• [Extrait du document]:
>>>

La satisfaction marginale
Il est désormais largement acquis que la FED va baisser ses taux. Entre les propos des membres de la FED et de son président, le niveau des PMI manufacturiers dans le monde (il existe une corrélation entre celui-ci et les baisses de taux comme le relève Nordea dans un papier), le niveau d’inflation, et les mauvais chiffres de l’emploi de vendredi dernier, et bien sur la sempiternelle guerre commerciale sino-américaine, les éléments sont suffisants pour que le consensus anticipe à l’unanimité un prochain cycle de baisse des taux.
Il subsiste néanmoins quelques inconnus, comme la date et l’ampleur de ces baisses de taux.
Le consensus parie sur une première baisse en Juillet (donc si la FED baisse ce soir ce sera ‘forcément’ une surprise positive) puis une autre en septembre.
Quant à l’ampleur de celles-ci, habitué qu’il est à être gâté, le marché a des attentes de plus en plus élevées. Et c’est principalement là que réside le risque (si ce mot à encore un sens).
Il faut que les baisses soient suffisantes pour que le marché continue de se rassurer sur la capacité de la FED à le protéger contre toutes les incertitudes. Autrement dit, l’ampleur de la baisse des taux permettra de déterminer la ‘qualité’ du PUT de la FED.
A ce jour le consensus table sur 75 points de base sur 1 an.
L’action de la FED, de plus en plus dépendante des attentes du marché, de la pression de Trump (intimidations, menaces d’éviction), et depuis hier, de la BCE, peut quand même poser des questions.

<<<

• [Données fournies]:
>>>

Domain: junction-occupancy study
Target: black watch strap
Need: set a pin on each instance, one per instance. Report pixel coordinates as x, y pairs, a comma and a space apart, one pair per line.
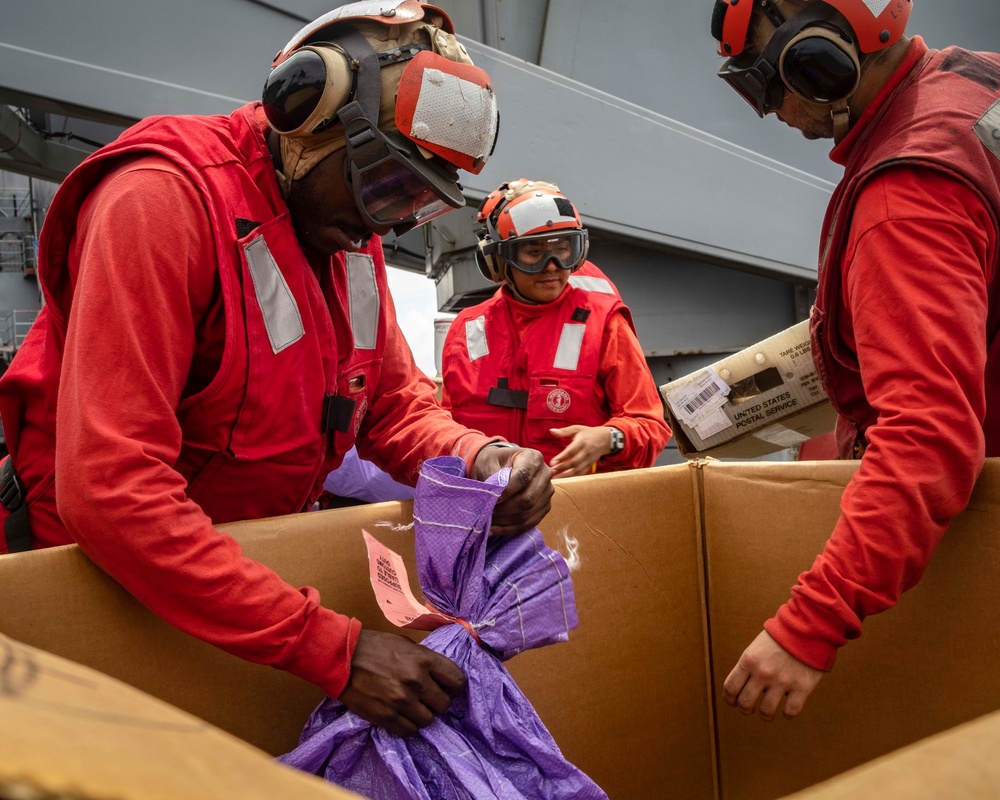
617, 440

<<<

• [Énoncé 1]:
Résumez en deux phrases l'extrait sur les baisses de taux de la FED.
• [Énoncé 2]:
Répondez à ces questions sur l'extrait consacré à la FED :
(a) Quelle institution relève, dans un papier, une corrélation entre le niveau des PMI manufacturiers et les baisses de taux ?
(b) Sur combien de points de base le consensus table-t-il sur un an ?
(c) Depuis quand l'action de la FED dépend-elle aussi de la BCE ?
• [Énoncé 3]:
Modifiez le passage de l'extrait sur la FED qui commence par « Il subsiste néanmoins » et se poursuit jusqu'à « autre en septembre. », en remplaçant « consensus » par « marché ».
Les lignes n'ont aucun lien avec l'extrait.

• [Réponse attendue 1]:
Le consensus anticipe à l'unanimité un cycle de baisse des taux de la FED, avec une première baisse en juillet puis une autre en septembre, même si la date et l'ampleur de ces baisses restent inconnues. Le risque tient surtout à cette ampleur, car le marché a des attentes de plus en plus élevées et l'ampleur de la baisse déterminera la « qualité » du PUT de la FED.

• [Réponse attendue 2]:
(a) Nordea.
(b) 75 points de base.
(c) Depuis hier.

• [Réponse attendue 3]:
Il subsiste néanmoins quelques inconnus, comme la date et l’ampleur de ces baisses de taux.
Le marché parie sur une première baisse en Juillet (donc si la FED baisse ce soir ce sera ‘forcément’ une surprise positive) puis une autre en septembre.